(WORK INSTRUCTIONS): Using the entries below, output exactly the lines from the one containing "Target: wooden floor" through the final line, both included, and no others.

(GIVEN RECORDS):
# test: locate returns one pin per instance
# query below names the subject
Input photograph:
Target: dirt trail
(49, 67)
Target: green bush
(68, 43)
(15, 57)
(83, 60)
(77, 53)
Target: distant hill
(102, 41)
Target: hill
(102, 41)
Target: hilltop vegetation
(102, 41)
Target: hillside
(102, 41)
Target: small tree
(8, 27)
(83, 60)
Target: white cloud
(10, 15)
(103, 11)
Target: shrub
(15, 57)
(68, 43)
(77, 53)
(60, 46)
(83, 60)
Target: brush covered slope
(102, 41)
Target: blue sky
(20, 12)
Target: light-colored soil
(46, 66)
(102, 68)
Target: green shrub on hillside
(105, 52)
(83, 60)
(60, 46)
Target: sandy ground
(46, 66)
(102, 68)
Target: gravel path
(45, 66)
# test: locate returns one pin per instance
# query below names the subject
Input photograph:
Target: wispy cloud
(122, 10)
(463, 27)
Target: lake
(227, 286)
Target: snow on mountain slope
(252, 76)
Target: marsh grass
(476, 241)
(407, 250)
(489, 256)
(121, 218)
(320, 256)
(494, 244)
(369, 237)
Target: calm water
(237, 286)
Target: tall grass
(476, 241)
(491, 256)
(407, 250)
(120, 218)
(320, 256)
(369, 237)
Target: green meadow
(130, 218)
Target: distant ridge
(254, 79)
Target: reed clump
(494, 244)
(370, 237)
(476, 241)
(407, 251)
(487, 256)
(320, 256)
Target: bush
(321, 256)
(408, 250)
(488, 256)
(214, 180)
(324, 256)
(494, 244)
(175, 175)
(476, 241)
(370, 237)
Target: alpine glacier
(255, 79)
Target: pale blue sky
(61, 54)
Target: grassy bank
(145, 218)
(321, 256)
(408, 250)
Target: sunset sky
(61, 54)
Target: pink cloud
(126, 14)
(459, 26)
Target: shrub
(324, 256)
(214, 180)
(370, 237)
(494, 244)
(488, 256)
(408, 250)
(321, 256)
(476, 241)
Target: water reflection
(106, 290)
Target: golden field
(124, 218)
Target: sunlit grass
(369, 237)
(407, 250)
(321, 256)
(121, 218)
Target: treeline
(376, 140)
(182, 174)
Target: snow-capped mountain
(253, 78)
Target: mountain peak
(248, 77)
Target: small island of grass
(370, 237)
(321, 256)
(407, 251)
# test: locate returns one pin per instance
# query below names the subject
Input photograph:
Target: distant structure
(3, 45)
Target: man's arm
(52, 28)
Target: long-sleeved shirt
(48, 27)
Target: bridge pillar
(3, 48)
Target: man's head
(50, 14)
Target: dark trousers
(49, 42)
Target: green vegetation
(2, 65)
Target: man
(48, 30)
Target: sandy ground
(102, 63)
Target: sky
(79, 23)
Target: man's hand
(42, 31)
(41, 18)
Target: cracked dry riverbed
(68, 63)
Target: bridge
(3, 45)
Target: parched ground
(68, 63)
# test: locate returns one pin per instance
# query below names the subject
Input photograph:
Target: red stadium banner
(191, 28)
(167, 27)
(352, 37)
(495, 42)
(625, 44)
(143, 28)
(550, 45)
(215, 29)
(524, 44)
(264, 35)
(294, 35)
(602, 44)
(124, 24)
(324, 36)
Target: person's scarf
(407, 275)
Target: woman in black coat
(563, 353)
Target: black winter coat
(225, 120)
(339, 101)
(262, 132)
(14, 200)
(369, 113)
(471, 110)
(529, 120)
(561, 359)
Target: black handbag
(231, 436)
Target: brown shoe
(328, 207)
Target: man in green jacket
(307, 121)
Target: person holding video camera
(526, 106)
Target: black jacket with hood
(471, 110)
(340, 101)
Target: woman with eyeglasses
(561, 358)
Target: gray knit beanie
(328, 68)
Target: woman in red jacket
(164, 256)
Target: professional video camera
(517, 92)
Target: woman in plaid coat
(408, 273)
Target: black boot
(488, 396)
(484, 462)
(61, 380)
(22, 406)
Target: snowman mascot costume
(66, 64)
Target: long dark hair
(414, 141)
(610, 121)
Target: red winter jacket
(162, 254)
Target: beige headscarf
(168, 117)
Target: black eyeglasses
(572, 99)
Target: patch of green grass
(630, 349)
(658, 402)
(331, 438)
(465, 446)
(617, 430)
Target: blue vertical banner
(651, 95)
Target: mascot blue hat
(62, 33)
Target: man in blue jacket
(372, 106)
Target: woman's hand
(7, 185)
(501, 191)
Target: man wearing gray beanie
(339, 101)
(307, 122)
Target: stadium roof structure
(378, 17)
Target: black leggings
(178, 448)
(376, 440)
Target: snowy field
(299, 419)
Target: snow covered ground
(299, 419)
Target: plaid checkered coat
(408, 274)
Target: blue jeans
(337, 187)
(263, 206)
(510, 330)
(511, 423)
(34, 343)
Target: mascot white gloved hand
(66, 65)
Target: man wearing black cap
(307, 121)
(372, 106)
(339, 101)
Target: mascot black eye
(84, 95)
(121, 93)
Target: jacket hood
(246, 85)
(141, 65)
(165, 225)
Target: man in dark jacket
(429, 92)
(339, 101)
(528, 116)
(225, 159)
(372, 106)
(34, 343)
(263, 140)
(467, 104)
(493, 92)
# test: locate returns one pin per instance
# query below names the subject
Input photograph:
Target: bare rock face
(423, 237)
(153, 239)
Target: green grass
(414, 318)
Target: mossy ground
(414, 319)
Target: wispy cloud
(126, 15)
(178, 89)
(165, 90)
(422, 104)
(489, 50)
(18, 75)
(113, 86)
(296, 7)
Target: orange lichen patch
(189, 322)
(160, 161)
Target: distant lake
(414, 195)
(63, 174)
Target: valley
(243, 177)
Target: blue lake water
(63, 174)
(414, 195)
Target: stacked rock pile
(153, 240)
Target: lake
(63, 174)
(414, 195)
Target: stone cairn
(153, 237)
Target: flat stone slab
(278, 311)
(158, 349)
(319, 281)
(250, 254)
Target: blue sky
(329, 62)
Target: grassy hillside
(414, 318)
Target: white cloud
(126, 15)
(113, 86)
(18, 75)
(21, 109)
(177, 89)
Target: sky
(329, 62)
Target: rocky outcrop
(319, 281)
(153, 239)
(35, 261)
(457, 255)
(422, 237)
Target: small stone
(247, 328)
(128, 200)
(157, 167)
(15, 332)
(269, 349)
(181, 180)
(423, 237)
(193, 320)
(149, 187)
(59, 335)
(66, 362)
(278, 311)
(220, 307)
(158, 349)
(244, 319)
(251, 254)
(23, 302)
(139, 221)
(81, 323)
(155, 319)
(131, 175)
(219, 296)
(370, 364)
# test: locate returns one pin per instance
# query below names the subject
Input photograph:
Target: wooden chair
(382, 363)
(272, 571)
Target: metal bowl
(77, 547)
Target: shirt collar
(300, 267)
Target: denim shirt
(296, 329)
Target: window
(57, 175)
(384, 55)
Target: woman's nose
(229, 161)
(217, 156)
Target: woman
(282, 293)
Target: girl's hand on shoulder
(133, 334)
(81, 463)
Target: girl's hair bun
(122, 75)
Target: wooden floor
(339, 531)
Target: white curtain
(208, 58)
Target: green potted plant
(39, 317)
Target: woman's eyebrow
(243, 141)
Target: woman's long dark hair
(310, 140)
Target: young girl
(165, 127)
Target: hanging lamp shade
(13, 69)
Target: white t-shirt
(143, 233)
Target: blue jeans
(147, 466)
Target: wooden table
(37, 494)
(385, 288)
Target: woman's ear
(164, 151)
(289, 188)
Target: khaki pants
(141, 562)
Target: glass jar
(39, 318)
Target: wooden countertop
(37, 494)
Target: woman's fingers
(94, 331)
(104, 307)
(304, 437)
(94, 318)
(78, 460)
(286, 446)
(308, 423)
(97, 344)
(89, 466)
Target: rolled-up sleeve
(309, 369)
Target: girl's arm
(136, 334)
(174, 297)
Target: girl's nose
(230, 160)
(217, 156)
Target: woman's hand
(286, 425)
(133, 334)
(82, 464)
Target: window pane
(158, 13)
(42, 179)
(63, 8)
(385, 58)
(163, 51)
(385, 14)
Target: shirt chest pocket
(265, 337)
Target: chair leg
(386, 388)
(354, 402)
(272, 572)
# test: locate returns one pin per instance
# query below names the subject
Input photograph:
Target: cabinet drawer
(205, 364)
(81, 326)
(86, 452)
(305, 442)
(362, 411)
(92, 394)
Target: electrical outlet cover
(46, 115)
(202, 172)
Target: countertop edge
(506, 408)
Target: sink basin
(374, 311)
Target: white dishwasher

(RESPONSE):
Target: wooden floor
(339, 531)
Target: white curtain
(208, 58)
Target: green potted plant
(39, 317)
Target: woman's eyebrow
(243, 141)
Target: woman's long dark hair
(310, 140)
Target: young girl
(165, 127)
Target: hanging lamp shade
(13, 69)
Target: white t-shirt
(143, 233)
Target: blue jeans
(147, 466)
Target: wooden table
(37, 494)
(385, 288)
Target: woman's ear
(164, 151)
(289, 188)
Target: khaki pants
(141, 562)
Target: glass jar
(39, 318)
Target: wooden countertop
(37, 494)
Target: woman's fingers
(94, 331)
(104, 307)
(304, 437)
(94, 318)
(78, 460)
(286, 446)
(308, 423)
(97, 344)
(89, 466)
Target: rolled-up sleeve
(309, 369)
Target: girl's arm
(136, 334)
(174, 297)
Target: girl's nose
(230, 160)
(217, 156)
Target: woman's hand
(286, 425)
(133, 334)
(82, 464)
Target: window pane
(158, 13)
(42, 179)
(63, 8)
(385, 58)
(163, 51)
(385, 14)
Target: shirt chest pocket
(265, 337)
Target: chair leg
(386, 388)
(354, 402)
(272, 572)
# test: locate returns one pin per instance
# query below names the subject
Input photograph:
Target: cabinet drawer
(205, 364)
(81, 326)
(86, 452)
(305, 442)
(362, 411)
(92, 394)
Target: electrical outlet cover
(46, 115)
(202, 172)
Target: countertop edge
(506, 408)
Target: sink basin
(374, 311)
Target: white dishwasher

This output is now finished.